## BEGIN Stored data

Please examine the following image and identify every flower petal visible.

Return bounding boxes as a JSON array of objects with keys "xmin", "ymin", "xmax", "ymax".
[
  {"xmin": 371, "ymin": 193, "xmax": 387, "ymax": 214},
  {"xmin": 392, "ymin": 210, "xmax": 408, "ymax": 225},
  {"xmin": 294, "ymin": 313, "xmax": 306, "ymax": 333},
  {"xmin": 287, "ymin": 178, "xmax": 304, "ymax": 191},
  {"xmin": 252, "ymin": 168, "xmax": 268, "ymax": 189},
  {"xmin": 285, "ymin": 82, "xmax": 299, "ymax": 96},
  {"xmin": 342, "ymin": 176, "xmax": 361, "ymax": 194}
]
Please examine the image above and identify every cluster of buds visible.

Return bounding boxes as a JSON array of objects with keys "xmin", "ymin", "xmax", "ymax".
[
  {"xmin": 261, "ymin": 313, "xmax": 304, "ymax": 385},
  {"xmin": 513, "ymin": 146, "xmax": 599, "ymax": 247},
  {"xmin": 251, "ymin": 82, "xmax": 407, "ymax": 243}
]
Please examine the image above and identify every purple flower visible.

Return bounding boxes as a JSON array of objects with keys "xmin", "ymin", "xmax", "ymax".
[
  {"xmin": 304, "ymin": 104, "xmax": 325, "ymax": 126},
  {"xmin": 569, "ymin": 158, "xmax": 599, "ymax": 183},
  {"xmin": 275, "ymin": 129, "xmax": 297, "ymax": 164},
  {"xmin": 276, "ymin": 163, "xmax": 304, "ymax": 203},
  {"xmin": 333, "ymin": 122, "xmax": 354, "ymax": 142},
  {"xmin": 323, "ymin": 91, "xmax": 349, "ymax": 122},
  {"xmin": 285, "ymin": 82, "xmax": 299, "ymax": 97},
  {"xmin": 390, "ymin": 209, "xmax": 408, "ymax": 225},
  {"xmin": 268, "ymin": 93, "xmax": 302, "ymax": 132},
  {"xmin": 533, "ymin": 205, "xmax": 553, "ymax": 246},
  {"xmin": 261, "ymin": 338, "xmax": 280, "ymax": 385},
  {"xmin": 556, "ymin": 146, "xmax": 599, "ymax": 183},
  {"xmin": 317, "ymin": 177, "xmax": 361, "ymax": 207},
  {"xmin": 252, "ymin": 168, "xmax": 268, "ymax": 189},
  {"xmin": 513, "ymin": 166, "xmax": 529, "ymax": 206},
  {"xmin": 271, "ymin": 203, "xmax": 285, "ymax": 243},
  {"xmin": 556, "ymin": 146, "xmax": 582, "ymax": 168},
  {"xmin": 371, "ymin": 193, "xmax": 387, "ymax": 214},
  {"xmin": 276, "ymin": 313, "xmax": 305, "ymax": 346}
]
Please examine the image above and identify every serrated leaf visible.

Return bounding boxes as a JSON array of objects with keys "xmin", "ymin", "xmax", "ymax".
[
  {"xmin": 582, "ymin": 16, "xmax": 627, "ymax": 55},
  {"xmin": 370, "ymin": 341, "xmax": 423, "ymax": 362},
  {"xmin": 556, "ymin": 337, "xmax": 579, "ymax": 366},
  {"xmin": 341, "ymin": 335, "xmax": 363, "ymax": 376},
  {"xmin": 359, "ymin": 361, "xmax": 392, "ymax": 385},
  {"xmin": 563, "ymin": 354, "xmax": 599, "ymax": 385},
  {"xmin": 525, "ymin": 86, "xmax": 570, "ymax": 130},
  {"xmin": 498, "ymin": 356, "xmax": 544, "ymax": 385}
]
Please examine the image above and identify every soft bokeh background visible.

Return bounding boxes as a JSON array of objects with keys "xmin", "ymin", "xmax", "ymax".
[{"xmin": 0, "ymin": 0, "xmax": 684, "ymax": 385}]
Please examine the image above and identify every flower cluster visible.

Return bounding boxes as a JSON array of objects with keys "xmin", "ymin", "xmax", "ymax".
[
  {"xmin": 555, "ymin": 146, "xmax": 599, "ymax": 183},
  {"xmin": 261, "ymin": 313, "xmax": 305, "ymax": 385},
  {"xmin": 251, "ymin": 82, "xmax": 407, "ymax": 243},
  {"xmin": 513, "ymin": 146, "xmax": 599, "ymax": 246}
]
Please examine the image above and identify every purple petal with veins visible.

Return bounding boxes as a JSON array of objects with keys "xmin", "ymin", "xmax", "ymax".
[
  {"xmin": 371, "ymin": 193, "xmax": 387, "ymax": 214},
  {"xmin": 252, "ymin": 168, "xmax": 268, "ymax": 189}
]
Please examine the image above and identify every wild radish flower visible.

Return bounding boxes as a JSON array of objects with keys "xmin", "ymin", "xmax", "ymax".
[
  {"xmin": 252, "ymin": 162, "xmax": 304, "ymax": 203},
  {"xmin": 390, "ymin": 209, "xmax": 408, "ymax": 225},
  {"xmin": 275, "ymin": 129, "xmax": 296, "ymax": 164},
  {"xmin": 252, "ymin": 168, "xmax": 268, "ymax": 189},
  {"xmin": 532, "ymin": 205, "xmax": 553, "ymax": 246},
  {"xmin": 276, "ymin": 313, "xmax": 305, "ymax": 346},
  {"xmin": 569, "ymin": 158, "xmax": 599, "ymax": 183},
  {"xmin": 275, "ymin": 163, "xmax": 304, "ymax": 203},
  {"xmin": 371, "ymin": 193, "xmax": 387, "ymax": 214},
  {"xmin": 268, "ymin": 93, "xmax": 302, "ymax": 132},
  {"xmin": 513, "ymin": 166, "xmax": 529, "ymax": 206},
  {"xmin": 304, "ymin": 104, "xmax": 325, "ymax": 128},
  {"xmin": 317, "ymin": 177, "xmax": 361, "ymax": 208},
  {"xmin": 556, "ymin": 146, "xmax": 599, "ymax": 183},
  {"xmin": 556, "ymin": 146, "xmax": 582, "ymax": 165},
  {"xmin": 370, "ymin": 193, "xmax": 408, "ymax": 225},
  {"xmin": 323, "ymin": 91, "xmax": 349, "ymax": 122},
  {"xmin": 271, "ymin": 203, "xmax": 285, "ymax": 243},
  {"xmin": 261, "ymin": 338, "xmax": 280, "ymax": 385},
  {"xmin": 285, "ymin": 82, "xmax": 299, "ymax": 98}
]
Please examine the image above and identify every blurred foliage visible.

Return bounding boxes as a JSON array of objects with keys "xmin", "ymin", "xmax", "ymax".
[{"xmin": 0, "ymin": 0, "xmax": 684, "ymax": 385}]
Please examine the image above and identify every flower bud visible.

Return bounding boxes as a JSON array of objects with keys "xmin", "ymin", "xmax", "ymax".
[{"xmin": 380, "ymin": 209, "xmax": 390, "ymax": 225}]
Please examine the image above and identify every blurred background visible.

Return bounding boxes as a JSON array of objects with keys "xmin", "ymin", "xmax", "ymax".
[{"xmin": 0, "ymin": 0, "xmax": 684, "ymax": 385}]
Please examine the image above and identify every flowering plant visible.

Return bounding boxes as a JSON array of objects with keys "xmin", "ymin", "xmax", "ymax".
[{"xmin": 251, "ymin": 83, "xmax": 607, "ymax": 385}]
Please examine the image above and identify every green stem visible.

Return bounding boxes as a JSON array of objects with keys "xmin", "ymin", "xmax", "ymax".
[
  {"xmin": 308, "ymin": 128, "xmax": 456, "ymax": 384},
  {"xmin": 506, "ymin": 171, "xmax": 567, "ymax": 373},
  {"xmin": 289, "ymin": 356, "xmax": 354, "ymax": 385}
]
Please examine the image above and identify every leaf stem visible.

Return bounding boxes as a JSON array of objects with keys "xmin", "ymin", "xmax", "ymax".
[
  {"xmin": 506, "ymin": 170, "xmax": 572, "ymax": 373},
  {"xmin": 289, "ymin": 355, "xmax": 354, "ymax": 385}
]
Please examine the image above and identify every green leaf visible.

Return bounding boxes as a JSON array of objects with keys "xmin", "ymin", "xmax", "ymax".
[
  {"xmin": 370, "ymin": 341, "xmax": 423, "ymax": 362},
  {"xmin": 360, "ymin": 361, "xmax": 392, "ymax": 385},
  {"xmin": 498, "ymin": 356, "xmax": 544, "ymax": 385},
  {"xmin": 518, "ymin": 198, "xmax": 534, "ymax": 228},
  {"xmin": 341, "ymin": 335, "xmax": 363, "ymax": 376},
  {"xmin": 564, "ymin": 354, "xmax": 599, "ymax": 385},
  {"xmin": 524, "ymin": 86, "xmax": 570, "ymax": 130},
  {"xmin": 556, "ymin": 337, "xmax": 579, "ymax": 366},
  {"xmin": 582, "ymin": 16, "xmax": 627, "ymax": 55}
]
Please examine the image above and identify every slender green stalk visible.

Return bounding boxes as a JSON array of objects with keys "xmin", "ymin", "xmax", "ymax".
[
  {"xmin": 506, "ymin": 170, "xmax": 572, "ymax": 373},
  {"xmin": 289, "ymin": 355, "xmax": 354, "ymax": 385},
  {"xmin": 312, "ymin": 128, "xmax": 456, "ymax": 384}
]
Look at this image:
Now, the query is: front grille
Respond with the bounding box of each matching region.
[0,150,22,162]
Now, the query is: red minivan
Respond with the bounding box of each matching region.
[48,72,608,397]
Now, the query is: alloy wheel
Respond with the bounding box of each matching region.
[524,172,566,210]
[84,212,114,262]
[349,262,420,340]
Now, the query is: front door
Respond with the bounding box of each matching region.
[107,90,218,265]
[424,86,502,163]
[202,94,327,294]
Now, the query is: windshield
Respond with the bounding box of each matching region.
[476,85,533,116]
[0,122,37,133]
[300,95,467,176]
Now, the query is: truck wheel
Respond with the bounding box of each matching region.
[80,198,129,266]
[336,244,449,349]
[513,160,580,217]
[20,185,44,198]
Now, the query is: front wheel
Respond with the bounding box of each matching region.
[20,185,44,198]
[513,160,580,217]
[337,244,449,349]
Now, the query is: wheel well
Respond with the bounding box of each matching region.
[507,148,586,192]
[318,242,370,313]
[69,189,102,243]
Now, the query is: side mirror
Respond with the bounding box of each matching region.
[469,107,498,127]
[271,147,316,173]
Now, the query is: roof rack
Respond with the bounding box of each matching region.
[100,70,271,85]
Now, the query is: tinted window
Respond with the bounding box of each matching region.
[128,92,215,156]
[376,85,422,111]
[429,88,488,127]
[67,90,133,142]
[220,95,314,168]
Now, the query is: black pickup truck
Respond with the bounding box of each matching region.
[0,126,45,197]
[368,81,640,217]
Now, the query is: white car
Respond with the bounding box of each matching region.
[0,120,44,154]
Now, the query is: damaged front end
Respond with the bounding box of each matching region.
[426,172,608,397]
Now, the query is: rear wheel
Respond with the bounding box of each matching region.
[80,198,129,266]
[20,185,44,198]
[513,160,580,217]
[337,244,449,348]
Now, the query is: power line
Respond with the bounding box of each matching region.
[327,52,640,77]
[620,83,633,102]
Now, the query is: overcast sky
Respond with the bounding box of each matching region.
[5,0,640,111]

## END Stored data

## [Your task]
Lay out the lines of the material above, from the line containing "Now, the query is: wheel well" through the end of the material, as a JSON list of strings with one string per line and no blank lines.

## [Written solution]
[
  "Now, the query is: wheel well",
  "Respond with the bounding box of each matching region.",
  "[507,148,586,192]",
  "[318,242,370,313]",
  "[69,189,102,243]",
  "Now, the query is: side mirror",
  "Respond with the bounding box of each matching region.",
  "[469,107,498,127]",
  "[271,147,316,173]",
  "Now, the query is: roof rack",
  "Respond with the bounding box of each matching region.",
  "[100,70,271,85]",
  "Now, the query is: tinted window",
  "Respond with the bounding box of each matching region.",
  "[128,92,215,156]",
  "[376,85,422,111]",
  "[429,88,488,127]",
  "[67,90,133,142]",
  "[220,95,314,168]",
  "Now, the query is: black pickup truck",
  "Respond with the bounding box of each matching region.",
  "[0,126,45,197]",
  "[368,81,640,217]",
  "Now, the query is: white car",
  "Respond with the bounding box of each matching region.",
  "[0,120,44,154]",
  "Now, the query is: damaged front end",
  "Respond with the bounding box of each matching region.",
  "[426,172,608,397]",
  "Now, the query is: rear wheel",
  "Respond with the bounding box of each matching region.",
  "[80,198,129,266]",
  "[20,185,44,198]",
  "[513,160,580,217]",
  "[337,244,449,348]",
  "Now, the query is: power line",
  "Respond with the bounding box of each matching region.",
  "[327,52,640,77]",
  "[620,83,633,102]",
  "Now, the query is: overcast sky",
  "Respond with the bounding box of each matching region.",
  "[5,0,640,111]"
]